Repeat each record below exactly as given.

******************************

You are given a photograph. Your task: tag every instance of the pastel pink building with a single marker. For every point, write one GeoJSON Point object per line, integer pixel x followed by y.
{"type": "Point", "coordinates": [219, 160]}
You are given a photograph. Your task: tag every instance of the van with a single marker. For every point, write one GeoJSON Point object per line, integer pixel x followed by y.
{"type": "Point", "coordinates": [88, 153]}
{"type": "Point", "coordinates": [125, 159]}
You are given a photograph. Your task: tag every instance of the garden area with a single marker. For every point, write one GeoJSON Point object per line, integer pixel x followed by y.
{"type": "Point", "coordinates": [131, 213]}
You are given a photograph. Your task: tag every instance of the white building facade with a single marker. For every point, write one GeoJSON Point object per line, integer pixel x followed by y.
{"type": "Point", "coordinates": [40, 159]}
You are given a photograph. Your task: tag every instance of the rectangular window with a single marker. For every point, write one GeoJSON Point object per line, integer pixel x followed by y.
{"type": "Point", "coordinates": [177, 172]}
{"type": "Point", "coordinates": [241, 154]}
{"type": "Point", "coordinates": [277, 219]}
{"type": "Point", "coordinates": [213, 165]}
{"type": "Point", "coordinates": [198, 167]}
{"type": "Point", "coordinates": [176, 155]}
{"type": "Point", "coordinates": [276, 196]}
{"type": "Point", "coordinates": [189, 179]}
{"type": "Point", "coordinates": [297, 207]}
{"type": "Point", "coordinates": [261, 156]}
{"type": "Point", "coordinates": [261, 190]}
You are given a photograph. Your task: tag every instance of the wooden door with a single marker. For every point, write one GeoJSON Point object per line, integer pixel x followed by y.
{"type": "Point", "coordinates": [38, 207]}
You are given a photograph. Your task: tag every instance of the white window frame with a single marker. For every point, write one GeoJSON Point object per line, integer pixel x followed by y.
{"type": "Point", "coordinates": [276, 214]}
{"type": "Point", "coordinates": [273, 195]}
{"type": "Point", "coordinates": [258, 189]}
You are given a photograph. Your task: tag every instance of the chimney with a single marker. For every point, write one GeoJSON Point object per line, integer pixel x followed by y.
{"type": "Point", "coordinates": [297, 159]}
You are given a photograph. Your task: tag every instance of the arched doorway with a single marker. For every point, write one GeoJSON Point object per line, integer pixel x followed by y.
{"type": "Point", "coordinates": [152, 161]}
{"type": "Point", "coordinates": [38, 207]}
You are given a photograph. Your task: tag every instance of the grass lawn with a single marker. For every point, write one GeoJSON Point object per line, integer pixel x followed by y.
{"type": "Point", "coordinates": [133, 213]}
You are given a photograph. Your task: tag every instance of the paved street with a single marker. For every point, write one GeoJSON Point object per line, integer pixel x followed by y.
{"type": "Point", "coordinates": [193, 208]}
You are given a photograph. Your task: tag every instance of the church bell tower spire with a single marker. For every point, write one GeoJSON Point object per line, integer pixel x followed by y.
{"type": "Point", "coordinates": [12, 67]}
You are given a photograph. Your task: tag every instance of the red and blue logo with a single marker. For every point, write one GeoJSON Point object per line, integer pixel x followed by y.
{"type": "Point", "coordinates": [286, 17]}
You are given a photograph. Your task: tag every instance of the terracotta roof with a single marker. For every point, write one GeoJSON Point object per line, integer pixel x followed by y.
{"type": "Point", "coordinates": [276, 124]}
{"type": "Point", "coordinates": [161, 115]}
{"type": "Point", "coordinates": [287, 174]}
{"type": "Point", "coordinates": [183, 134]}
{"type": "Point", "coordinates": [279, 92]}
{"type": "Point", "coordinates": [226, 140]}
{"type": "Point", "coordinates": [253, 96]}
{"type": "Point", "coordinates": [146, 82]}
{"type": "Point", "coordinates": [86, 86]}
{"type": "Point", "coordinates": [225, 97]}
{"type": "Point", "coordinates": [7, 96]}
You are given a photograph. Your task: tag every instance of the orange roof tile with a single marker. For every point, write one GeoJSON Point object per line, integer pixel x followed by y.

******************************

Completed exercise:
You are given a photograph. Your task: tag every instance of the pastel pink building with a single marker. For every point, write one GeoJSON Point object per line, integer pixel x followed by y.
{"type": "Point", "coordinates": [219, 160]}
You are given a photograph. Your task: tag every instance of the van with a single marker. For every point, write one GeoJSON Point object per line, integer pixel x followed by y.
{"type": "Point", "coordinates": [88, 153]}
{"type": "Point", "coordinates": [125, 159]}
You are given a photograph. Your task: tag every instance of the garden area with a single marker. For every point, write one GeoJSON Point object per line, integer pixel x followed by y.
{"type": "Point", "coordinates": [131, 213]}
You are given a photograph. Your task: tag every instance of the white building facade with a single marker. For every point, write one GeoJSON Point object per line, integer pixel x followed by y.
{"type": "Point", "coordinates": [40, 159]}
You are given a photograph. Your task: tag every instance of the rectangular window with a single marker. For every point, write one GeoJSON Point object per line, integer pixel x followed by y.
{"type": "Point", "coordinates": [177, 172]}
{"type": "Point", "coordinates": [241, 154]}
{"type": "Point", "coordinates": [277, 219]}
{"type": "Point", "coordinates": [213, 165]}
{"type": "Point", "coordinates": [198, 167]}
{"type": "Point", "coordinates": [176, 155]}
{"type": "Point", "coordinates": [276, 196]}
{"type": "Point", "coordinates": [189, 179]}
{"type": "Point", "coordinates": [297, 207]}
{"type": "Point", "coordinates": [261, 156]}
{"type": "Point", "coordinates": [261, 190]}
You are given a photograph. Your task: tag every instance of the wooden door with a single marker. For every point, write one GeoJSON Point object per line, integer pixel x followed by y.
{"type": "Point", "coordinates": [38, 207]}
You are given a photograph. Your task: tag every instance of the white window frame with a single marker. For every point, write one GeoJSON Point object per line, integer pixel x followed by y.
{"type": "Point", "coordinates": [276, 214]}
{"type": "Point", "coordinates": [273, 195]}
{"type": "Point", "coordinates": [258, 189]}
You are given a photograph. Your task: tag every instance of the chimney with a single marker. For every point, write one GeoJSON Point object per line, integer pixel x followed by y.
{"type": "Point", "coordinates": [297, 159]}
You are given a photograph. Your task: tag every instance of the arched doorway with a single marker. For every point, write one GeoJSON Point object per line, integer pixel x followed by y.
{"type": "Point", "coordinates": [152, 161]}
{"type": "Point", "coordinates": [38, 207]}
You are given a photograph. Your task: tag every instance of the grass lawn with a single marker. For every point, write one GeoJSON Point object per line, integer pixel x followed by y.
{"type": "Point", "coordinates": [133, 213]}
You are given a photograph. Your task: tag every instance of the paved street with a single marker. For every point, write one GeoJSON Point object per line, integer pixel x followed by y.
{"type": "Point", "coordinates": [193, 208]}
You are given a photograph. Your task: tag every instance of the church bell tower spire with a single marker. For every point, write one GeoJSON Point object per line, integer pixel x followed by y.
{"type": "Point", "coordinates": [12, 67]}
You are given a photograph. Your task: tag every instance of the red and blue logo with a single marker. For every point, write one GeoJSON Point object per line, integer pixel x followed by y.
{"type": "Point", "coordinates": [286, 17]}
You are given a photograph. Your task: tag every instance of the terracotta roof with a single marker. For every point, write one GeoJSON Point object per line, integer pixel x followed by y.
{"type": "Point", "coordinates": [276, 124]}
{"type": "Point", "coordinates": [161, 115]}
{"type": "Point", "coordinates": [287, 174]}
{"type": "Point", "coordinates": [183, 134]}
{"type": "Point", "coordinates": [279, 92]}
{"type": "Point", "coordinates": [226, 140]}
{"type": "Point", "coordinates": [253, 96]}
{"type": "Point", "coordinates": [146, 82]}
{"type": "Point", "coordinates": [86, 86]}
{"type": "Point", "coordinates": [225, 97]}
{"type": "Point", "coordinates": [7, 96]}
You are given a photograph. Your task: tag every instance of the orange roof tile with a single marker. For every point, write one GeoJSON Point object per line, integer pixel x followed by y.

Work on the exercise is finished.